The exercise: Convert the data below into a Markdown table with the columns Row and Line, where each line gets its own numbered row and blank lines are omitted. Keep the pictures out of the table.

Excerpts from point annotation data
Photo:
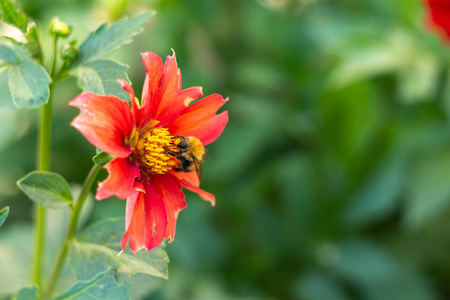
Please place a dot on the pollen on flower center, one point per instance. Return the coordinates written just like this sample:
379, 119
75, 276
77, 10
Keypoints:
151, 151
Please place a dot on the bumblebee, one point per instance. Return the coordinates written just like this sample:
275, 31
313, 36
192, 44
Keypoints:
190, 154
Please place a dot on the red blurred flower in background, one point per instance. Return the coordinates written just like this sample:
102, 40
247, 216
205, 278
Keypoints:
141, 139
438, 17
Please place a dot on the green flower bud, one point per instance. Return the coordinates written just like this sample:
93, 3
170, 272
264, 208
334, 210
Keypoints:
60, 29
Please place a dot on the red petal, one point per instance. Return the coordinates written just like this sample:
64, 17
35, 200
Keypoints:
148, 221
150, 92
106, 121
191, 182
120, 182
169, 189
200, 120
171, 108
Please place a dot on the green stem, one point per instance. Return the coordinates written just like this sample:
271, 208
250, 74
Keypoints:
72, 228
44, 157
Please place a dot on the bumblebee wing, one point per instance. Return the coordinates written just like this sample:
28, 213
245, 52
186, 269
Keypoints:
198, 169
205, 156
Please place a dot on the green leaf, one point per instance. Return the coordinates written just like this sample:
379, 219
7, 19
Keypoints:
46, 188
3, 214
102, 286
28, 82
101, 76
13, 16
107, 232
8, 56
28, 293
99, 245
102, 158
34, 44
107, 39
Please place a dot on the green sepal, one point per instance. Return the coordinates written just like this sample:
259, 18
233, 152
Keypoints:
102, 158
48, 189
28, 293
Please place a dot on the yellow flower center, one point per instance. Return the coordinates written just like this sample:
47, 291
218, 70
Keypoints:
151, 151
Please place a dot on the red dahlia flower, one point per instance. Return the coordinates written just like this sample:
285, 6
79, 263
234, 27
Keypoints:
438, 17
146, 168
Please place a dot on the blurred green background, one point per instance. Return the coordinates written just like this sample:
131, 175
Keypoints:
332, 176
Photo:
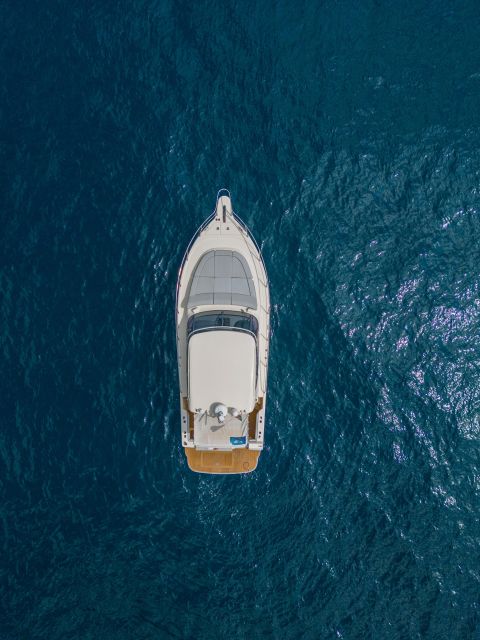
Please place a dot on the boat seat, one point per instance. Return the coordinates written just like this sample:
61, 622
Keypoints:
224, 278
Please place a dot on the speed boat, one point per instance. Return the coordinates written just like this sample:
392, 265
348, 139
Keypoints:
222, 321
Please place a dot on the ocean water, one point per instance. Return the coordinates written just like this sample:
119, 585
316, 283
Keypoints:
348, 134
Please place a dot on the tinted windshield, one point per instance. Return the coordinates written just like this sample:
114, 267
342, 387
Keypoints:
223, 319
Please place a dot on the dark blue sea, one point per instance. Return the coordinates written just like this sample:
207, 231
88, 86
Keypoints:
349, 136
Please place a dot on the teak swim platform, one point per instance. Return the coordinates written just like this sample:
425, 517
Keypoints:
223, 329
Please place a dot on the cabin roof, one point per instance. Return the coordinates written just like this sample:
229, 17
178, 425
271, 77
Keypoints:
221, 369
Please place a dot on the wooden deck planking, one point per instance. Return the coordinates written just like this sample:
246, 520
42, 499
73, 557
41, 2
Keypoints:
236, 461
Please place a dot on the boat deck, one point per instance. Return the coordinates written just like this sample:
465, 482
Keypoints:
209, 432
236, 461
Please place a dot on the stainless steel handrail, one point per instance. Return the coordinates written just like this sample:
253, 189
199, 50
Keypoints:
202, 227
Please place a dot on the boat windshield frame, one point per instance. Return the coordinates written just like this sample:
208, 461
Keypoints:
212, 319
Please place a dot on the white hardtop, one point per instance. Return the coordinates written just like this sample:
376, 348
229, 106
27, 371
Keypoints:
222, 365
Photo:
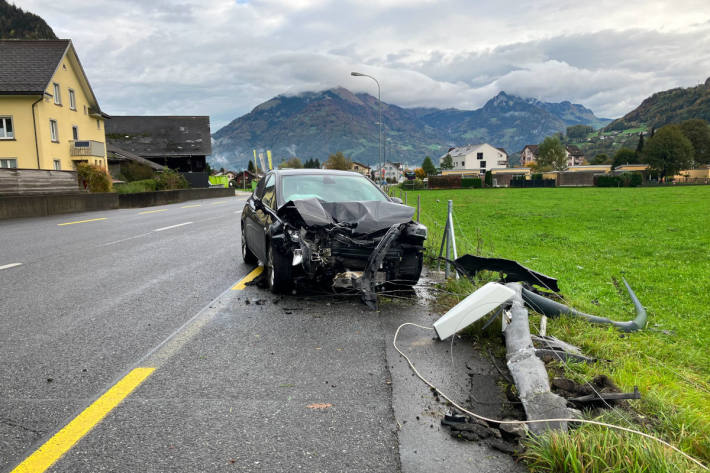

Task solution:
| Row | Line |
|---|---|
| 1 | Photo: |
| 2 | Please place a dot on the pollen on flower center, one point per instance. Return the coordinates written just like this sample: |
| 3 | 379, 119 |
| 4 | 75, 276 |
| 5 | 77, 10 |
| 6 | Keypoints: |
| 7 | 151, 151 |
| 8 | Please place a dot on the bumblebee, one point per instance. Return the coordinates written just like this sample: |
| 9 | 275, 31 |
| 10 | 313, 36 |
| 11 | 192, 44 |
| 12 | Keypoints: |
| 13 | 190, 154 |
| 14 | Please place a dot on the red blurred flower in background, one point per instance. Return the coordinates written just like this sample: |
| 15 | 102, 40 |
| 16 | 247, 216 |
| 17 | 205, 278 |
| 18 | Keypoints: |
| 19 | 141, 139 |
| 20 | 438, 17 |
| 21 | Please place a dot on the green flower bud, one point per instance. Return the coordinates written just like this sample: |
| 22 | 93, 3 |
| 23 | 170, 272 |
| 24 | 264, 208 |
| 25 | 334, 210 |
| 26 | Keypoints: |
| 27 | 60, 29 |
| 28 | Please place a dot on the red petal, one point per instance. Return the coordinates written just like this sample: |
| 29 | 64, 17 |
| 30 | 35, 200 |
| 31 | Keypoints: |
| 32 | 148, 221 |
| 33 | 150, 92 |
| 34 | 106, 121 |
| 35 | 191, 182 |
| 36 | 120, 182 |
| 37 | 169, 189 |
| 38 | 200, 120 |
| 39 | 171, 108 |
| 40 | Please place a dot on the green stem, one point per instance. Return the coordinates written just like this sample: |
| 41 | 271, 208 |
| 42 | 250, 74 |
| 43 | Keypoints: |
| 44 | 72, 228 |
| 45 | 44, 157 |
| 46 | Please place a dot on the bumblebee wing, one point per instance. Return the coordinates written just like this sample: |
| 47 | 28, 213 |
| 48 | 245, 52 |
| 49 | 186, 269 |
| 50 | Keypoints: |
| 51 | 198, 169 |
| 52 | 205, 156 |
| 53 | Please place a dot on the green leaf, one point per instance. Return the coordinates written just like this sample: |
| 54 | 379, 219 |
| 55 | 7, 19 |
| 56 | Keypoints: |
| 57 | 46, 188 |
| 58 | 3, 214 |
| 59 | 102, 286 |
| 60 | 28, 82 |
| 61 | 101, 76 |
| 62 | 13, 16 |
| 63 | 107, 232 |
| 64 | 8, 56 |
| 65 | 28, 293 |
| 66 | 99, 245 |
| 67 | 102, 158 |
| 68 | 34, 44 |
| 69 | 107, 39 |
| 70 | Please place a dot on the green sepal, one point per instance. Return the coordinates written just like this sample: |
| 71 | 259, 18 |
| 72 | 233, 152 |
| 73 | Keypoints: |
| 74 | 102, 158 |
| 75 | 48, 189 |
| 76 | 28, 293 |
| 77 | Please place a dot on the yellow flower center, one point per instance. Return the coordinates written just like this sample: |
| 78 | 47, 291 |
| 79 | 218, 70 |
| 80 | Keypoints: |
| 81 | 151, 151 |
| 82 | Please place a dot on the red dahlia flower, one point per instance. Return the coordinates written just like this sample: |
| 83 | 285, 6 |
| 84 | 79, 263 |
| 85 | 234, 27 |
| 86 | Keypoints: |
| 87 | 438, 17 |
| 88 | 146, 168 |
| 89 | Please place a dot on the blurred green background, one point per instance. Return the coordinates written just like this sample: |
| 90 | 131, 175 |
| 91 | Keypoints: |
| 92 | 332, 176 |
| 93 | Photo: |
| 94 | Please place a dot on the boat seat, one point per instance. Return the coordinates written just like this sample: |
| 95 | 61, 622 |
| 96 | Keypoints: |
| 97 | 224, 278 |
| 98 | Please place a dot on the speed boat, one point per instance. Return the coordinates written just like this sample: |
| 99 | 392, 265 |
| 100 | 348, 139 |
| 101 | Keypoints: |
| 102 | 222, 321 |
| 103 | Please place a dot on the ocean water, one point per instance. Return the coordinates written just like this sample: |
| 104 | 119, 585 |
| 105 | 316, 283 |
| 106 | Keypoints: |
| 107 | 348, 134 |
| 108 | Please place a dot on the tinted windshield, one point per instance. Return the coordinates written just like this sample: |
| 109 | 114, 267 |
| 110 | 342, 387 |
| 111 | Keypoints: |
| 112 | 223, 319 |
| 113 | Please place a dot on the dark blue sea, one point per instance. Return the coordinates written just like this sample: |
| 114 | 207, 231 |
| 115 | 88, 86 |
| 116 | Keypoints: |
| 117 | 349, 136 |
| 118 | Please place a dot on the teak swim platform, one point per instance. Return the coordinates written just like this sample: |
| 119 | 425, 517 |
| 120 | Keypoints: |
| 121 | 223, 329 |
| 122 | Please place a dot on the cabin roof, one point per instance. Return the coordinates written just like this sample: |
| 123 | 229, 17 |
| 124 | 178, 425 |
| 125 | 271, 77 |
| 126 | Keypoints: |
| 127 | 221, 369 |
| 128 | Please place a dot on the wooden deck planking, one point per instance. Return the coordinates written just like this sample: |
| 129 | 246, 520 |
| 130 | 42, 499 |
| 131 | 73, 557 |
| 132 | 41, 2 |
| 133 | Keypoints: |
| 134 | 236, 461 |
| 135 | Please place a dot on the boat deck, one point per instance. Return the coordinates written just like this sample: |
| 136 | 465, 482 |
| 137 | Keypoints: |
| 138 | 209, 432 |
| 139 | 236, 461 |
| 140 | Please place a dot on the stainless steel handrail, one point per instance. Return the coordinates written just like this sample: |
| 141 | 253, 189 |
| 142 | 199, 50 |
| 143 | Keypoints: |
| 144 | 202, 227 |
| 145 | Please place a dot on the boat windshield frame, one point per instance. Return the coordinates written just like this sample: |
| 146 | 208, 461 |
| 147 | Keypoints: |
| 148 | 212, 319 |
| 149 | Please place a dot on the white hardtop, one point per instance. Return the coordinates written just like this sample: |
| 150 | 376, 348 |
| 151 | 229, 106 |
| 152 | 27, 371 |
| 153 | Keypoints: |
| 154 | 222, 365 |
| 155 | Photo: |